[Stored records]
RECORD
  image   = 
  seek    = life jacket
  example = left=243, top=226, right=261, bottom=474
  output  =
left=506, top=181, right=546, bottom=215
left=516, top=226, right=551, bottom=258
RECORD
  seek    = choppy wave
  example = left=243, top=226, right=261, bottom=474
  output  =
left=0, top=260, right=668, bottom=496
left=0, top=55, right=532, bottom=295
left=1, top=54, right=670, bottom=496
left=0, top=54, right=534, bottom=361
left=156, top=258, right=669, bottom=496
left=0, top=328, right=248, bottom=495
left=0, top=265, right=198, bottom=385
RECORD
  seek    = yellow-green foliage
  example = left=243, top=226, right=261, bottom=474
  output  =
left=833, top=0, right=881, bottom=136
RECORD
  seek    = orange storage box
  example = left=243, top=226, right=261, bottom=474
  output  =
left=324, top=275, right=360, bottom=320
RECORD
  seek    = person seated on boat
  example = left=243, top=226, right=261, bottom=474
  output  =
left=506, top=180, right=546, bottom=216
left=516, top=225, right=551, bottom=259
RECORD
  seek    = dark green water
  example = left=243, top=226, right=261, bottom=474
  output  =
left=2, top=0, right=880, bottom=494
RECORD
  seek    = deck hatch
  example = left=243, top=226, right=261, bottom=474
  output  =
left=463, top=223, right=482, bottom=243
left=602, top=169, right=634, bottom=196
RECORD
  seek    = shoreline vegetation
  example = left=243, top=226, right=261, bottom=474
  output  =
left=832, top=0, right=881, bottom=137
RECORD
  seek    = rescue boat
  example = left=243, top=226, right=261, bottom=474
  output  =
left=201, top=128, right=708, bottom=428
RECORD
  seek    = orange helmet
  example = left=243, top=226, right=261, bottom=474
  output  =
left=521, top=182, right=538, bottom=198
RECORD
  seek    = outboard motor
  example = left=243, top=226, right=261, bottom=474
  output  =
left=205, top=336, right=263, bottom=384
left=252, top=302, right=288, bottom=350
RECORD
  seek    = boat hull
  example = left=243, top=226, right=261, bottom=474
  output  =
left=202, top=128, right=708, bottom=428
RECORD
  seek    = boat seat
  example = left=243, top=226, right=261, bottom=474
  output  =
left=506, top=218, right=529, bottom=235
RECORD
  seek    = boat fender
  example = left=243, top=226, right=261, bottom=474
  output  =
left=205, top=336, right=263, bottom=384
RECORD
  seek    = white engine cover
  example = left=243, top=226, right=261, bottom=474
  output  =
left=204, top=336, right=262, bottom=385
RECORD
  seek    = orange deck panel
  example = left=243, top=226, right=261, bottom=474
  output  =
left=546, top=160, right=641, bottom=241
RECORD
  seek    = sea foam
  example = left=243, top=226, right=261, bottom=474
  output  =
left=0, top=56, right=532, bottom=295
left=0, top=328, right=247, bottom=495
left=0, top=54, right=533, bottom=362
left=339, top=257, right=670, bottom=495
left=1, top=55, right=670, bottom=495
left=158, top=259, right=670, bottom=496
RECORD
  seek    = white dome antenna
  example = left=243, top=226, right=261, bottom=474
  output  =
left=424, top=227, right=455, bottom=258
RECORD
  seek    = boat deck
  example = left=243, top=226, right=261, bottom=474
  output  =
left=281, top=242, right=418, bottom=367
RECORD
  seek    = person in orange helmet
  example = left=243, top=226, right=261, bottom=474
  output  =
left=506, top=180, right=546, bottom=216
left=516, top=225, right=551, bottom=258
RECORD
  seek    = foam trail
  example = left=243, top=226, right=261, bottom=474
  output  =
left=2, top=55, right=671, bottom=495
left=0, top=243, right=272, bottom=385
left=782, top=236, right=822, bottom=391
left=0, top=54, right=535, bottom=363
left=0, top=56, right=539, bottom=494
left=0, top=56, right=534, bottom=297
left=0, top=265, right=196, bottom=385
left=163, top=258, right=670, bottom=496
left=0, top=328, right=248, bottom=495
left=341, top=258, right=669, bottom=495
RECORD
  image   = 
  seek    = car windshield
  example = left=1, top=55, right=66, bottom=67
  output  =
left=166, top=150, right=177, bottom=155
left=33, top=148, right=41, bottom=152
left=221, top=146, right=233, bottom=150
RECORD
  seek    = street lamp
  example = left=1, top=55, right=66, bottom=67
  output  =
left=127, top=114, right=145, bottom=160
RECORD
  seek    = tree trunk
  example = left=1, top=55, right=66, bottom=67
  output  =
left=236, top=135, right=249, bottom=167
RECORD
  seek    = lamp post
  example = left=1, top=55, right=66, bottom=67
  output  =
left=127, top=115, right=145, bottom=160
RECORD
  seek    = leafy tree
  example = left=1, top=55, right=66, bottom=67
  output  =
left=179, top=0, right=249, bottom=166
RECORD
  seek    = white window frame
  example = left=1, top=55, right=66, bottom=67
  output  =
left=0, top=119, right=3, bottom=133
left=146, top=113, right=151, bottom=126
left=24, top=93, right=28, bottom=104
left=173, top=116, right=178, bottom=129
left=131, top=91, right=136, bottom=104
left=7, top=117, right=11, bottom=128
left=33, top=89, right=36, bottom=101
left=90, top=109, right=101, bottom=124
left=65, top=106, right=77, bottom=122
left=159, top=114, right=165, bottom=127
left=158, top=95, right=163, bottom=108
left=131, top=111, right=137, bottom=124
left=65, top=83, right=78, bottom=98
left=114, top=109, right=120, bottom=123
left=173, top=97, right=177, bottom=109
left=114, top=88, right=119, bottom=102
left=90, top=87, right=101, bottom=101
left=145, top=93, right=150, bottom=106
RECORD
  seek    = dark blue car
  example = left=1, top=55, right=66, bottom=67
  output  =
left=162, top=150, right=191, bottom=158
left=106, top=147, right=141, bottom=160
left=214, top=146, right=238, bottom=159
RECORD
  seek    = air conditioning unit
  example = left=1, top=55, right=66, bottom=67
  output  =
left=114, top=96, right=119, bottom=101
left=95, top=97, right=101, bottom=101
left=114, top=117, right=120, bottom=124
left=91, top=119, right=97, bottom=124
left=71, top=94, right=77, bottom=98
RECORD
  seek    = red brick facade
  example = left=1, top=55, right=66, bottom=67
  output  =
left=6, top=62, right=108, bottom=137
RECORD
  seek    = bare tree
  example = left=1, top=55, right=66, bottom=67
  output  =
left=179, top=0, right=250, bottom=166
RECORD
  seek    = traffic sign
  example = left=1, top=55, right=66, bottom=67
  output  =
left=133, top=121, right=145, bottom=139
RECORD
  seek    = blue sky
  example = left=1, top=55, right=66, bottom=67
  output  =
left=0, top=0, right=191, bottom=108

Task:
Looking at the records above, work out how many lines include the word "dark", then give that number by itself.

Reply:
2